## EXTRAIT
^^^^
En Pays de la Loire, dans le cadre du projet Climatveg, qui vise à identifier des solutions innovantes face au changement climatique, des travaux sont menés depuis deux ans sur la valorisation des ligneux par dix éleveurs suivis par la chambre d’agriculture et les Civam.

« Les ligneux peuvent offrir une ressource complémentaire qui diversifie la disponibilité alimentaire sur l’année, souligne Simon Logerais, chargé de mission à la chambre d’agriculture. Et si les espèces varient selon le contexte pédoclimatique, les leviers pour les utiliser sont communs et pas si éloignés de ceux de l’herbe. »

Des éleveurs valorisent déjà des arbres en pâturage direct ou rame au sol. Selon Pâtur’Ajust, la valorisation des ligneux varie selon leur accessibilité (hauteur), la persistance du feuillage et l’appétence. Les frênes, ormes, trembles, robiniers, mûriers, alisiers sont autant d’espèces très appétentes.
^^^^
## ÉNONCÉ DE LA TÂCHE
Recopiez à l'identique le passage de l'extrait sur la valorisation des ligneux, depuis « Des éleveurs valorisent » jusqu'à « d’espèces très appétentes. » inclus.

## MATÉRIEL FOURNI
^^^^
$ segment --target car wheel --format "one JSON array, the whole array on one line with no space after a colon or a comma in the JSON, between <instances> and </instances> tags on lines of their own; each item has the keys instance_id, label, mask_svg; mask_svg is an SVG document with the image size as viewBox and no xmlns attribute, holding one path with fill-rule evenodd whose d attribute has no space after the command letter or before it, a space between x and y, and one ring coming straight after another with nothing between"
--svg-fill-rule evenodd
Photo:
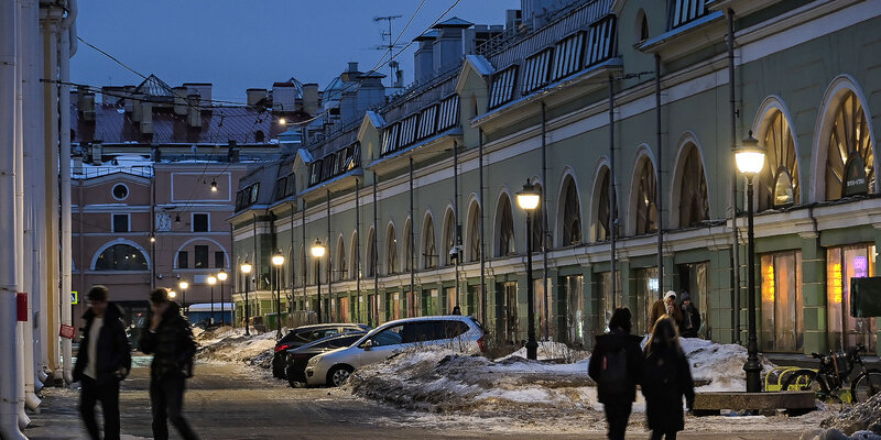
<instances>
[{"instance_id":1,"label":"car wheel","mask_svg":"<svg viewBox=\"0 0 881 440\"><path fill-rule=\"evenodd\" d=\"M337 365L327 372L327 385L340 386L346 383L351 375L352 367L348 365Z\"/></svg>"}]
</instances>

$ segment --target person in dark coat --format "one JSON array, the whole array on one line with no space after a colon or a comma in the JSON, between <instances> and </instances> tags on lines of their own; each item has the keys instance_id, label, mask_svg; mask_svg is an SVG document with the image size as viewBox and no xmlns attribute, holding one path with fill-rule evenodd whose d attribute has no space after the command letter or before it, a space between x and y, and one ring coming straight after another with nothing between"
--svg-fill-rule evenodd
<instances>
[{"instance_id":1,"label":"person in dark coat","mask_svg":"<svg viewBox=\"0 0 881 440\"><path fill-rule=\"evenodd\" d=\"M99 439L95 405L104 409L104 438L119 439L119 383L131 370L131 345L126 337L122 308L108 301L105 286L93 286L89 309L74 365L74 382L80 382L79 414L93 439Z\"/></svg>"},{"instance_id":2,"label":"person in dark coat","mask_svg":"<svg viewBox=\"0 0 881 440\"><path fill-rule=\"evenodd\" d=\"M642 382L643 356L640 338L630 334L632 328L630 309L617 308L609 319L609 332L597 337L594 354L590 356L588 374L597 383L597 397L606 411L609 439L623 439L633 400L637 399L637 384ZM626 374L618 376L620 385L603 380L607 371L607 354L623 352ZM613 387L614 389L610 389Z\"/></svg>"},{"instance_id":3,"label":"person in dark coat","mask_svg":"<svg viewBox=\"0 0 881 440\"><path fill-rule=\"evenodd\" d=\"M645 344L642 394L652 440L675 440L685 429L682 398L688 410L695 402L695 386L688 360L679 345L676 324L668 316L657 320Z\"/></svg>"},{"instance_id":4,"label":"person in dark coat","mask_svg":"<svg viewBox=\"0 0 881 440\"><path fill-rule=\"evenodd\" d=\"M697 330L700 329L700 312L692 302L692 297L687 292L682 293L682 323L679 323L679 336L683 338L697 338Z\"/></svg>"},{"instance_id":5,"label":"person in dark coat","mask_svg":"<svg viewBox=\"0 0 881 440\"><path fill-rule=\"evenodd\" d=\"M168 420L184 439L197 436L184 418L184 387L193 375L193 355L196 343L181 306L168 300L164 288L150 293L148 328L141 337L141 351L153 354L150 365L150 406L153 411L153 437L168 438Z\"/></svg>"}]
</instances>

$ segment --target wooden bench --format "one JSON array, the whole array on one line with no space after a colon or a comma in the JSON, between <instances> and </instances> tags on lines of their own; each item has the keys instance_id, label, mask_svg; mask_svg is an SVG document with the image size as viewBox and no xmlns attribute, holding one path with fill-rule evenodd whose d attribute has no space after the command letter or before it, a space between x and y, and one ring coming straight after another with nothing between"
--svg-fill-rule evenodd
<instances>
[{"instance_id":1,"label":"wooden bench","mask_svg":"<svg viewBox=\"0 0 881 440\"><path fill-rule=\"evenodd\" d=\"M814 392L738 393L705 392L695 395L695 416L718 416L722 409L765 411L785 409L790 416L801 416L816 409Z\"/></svg>"}]
</instances>

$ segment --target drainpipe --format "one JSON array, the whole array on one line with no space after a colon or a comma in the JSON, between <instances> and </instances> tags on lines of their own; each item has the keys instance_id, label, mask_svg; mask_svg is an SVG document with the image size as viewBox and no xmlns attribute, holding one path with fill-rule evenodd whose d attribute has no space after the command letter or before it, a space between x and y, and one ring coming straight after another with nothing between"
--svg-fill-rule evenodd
^^^^
## SOLUTION
Des éleveurs valorisent déjà des arbres en pâturage direct ou rame au sol. Selon Pâtur’Ajust, la valorisation des ligneux varie selon leur accessibilité (hauteur), la persistance du feuillage et l’appétence. Les frênes, ormes, trembles, robiniers, mûriers, alisiers sont autant d’espèces très appétentes.